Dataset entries
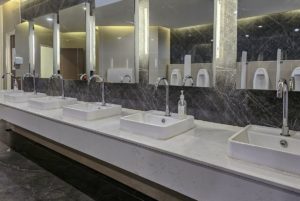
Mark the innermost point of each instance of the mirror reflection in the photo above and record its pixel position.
(73, 42)
(268, 44)
(20, 53)
(181, 42)
(115, 60)
(43, 27)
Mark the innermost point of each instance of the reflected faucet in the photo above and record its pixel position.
(126, 76)
(283, 92)
(12, 75)
(33, 75)
(186, 78)
(59, 76)
(167, 93)
(99, 79)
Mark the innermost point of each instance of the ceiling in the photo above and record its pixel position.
(3, 1)
(168, 13)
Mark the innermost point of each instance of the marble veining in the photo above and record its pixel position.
(226, 106)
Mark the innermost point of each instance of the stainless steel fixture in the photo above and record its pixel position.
(33, 75)
(167, 93)
(126, 76)
(283, 92)
(59, 76)
(99, 79)
(186, 78)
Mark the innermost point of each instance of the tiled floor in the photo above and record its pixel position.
(23, 180)
(31, 172)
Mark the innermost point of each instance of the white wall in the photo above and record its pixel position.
(11, 17)
(1, 44)
(117, 43)
(160, 52)
(46, 61)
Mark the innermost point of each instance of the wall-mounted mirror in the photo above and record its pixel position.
(181, 42)
(22, 47)
(268, 43)
(73, 42)
(115, 41)
(43, 27)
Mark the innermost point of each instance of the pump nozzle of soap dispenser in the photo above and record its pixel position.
(182, 106)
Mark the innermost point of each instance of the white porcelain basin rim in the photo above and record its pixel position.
(153, 124)
(91, 111)
(22, 97)
(262, 145)
(154, 119)
(51, 102)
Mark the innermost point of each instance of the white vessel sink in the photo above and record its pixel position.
(51, 102)
(265, 146)
(91, 111)
(154, 124)
(22, 97)
(3, 92)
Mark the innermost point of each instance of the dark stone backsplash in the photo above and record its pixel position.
(227, 106)
(265, 34)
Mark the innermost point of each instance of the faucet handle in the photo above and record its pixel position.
(292, 84)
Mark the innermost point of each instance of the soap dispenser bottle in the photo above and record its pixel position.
(16, 87)
(182, 106)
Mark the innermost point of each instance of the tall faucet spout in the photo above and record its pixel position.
(99, 79)
(283, 92)
(167, 113)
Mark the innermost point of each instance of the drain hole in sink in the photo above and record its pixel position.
(284, 143)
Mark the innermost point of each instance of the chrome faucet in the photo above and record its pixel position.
(283, 92)
(126, 76)
(59, 76)
(33, 78)
(12, 75)
(186, 78)
(99, 79)
(167, 93)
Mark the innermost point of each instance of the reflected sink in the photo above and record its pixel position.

* **Work request**:
Omit the pictures, then output every record exactly as given.

* **Response to the task**:
Mark the innermost point of each instance of the mirror reflection in the photo above and record its pixel position.
(73, 42)
(268, 44)
(20, 53)
(181, 42)
(115, 60)
(43, 27)
Mark the innermost point of each instance of the reflected faucet in the photo above and record its pixel position.
(126, 76)
(283, 92)
(12, 75)
(33, 75)
(186, 78)
(59, 76)
(167, 93)
(99, 79)
Mark the innermost point of each instance of the ceiling in the photo above and record its pixel position.
(3, 1)
(168, 13)
Mark the innermost point of each instance of the marble veining in the photo above and record its pixel position.
(226, 106)
Mark the innermost point of each instance of the stainless steel fixture in the photo above and record its pixel position.
(33, 75)
(167, 93)
(126, 76)
(283, 92)
(59, 76)
(99, 79)
(186, 78)
Mark the innermost point of each instance of the tiled floor in the photo above and record its pixel position.
(23, 180)
(31, 172)
Mark the innermost point of each instance of the white wall in the photo above and record its pixel position.
(11, 17)
(1, 44)
(117, 43)
(160, 52)
(46, 61)
Mark the innermost point of each instance of the wall-mounted mirror in the photo above and record its pixel position.
(181, 42)
(22, 47)
(268, 43)
(73, 42)
(115, 41)
(43, 27)
Mark the innermost point of each instance of the pump nozzle of soap dispenser in the photo above and record its pixel position.
(182, 106)
Mark the innermost point of each instance of the white porcelain basin rim in the photo above and record its pixel position.
(153, 124)
(91, 111)
(22, 97)
(262, 145)
(154, 119)
(51, 102)
Mark the innermost point of each instance of the white vessel sink in the photo above and record its pixel position.
(51, 102)
(265, 146)
(91, 111)
(154, 124)
(22, 97)
(3, 92)
Mark the innermost point of each instance of the dark stone backsplash in the photo above and record its pixel position.
(227, 106)
(265, 34)
Mark the innermost point of each instance of the faucet handle in the photo above and record its pixel position.
(292, 84)
Mark the innermost point of each instance of the soap dispenser bottle in the photo above and record its pixel position.
(16, 87)
(182, 106)
Mark the innermost point of each instance of the tall faucet spout in the photo above and record its pixel position.
(99, 79)
(283, 92)
(167, 113)
Mark the innermost point of each instance of the drain hole in sink in the photo above and record its pixel position.
(284, 143)
Mark the innermost point of each instance of the chrome faucet in the photo above and record its pixel position.
(283, 92)
(126, 76)
(59, 76)
(33, 78)
(12, 75)
(186, 78)
(99, 79)
(167, 93)
Mark the innermost point of each instance of the reflected sink in the photo above and record its pixel position.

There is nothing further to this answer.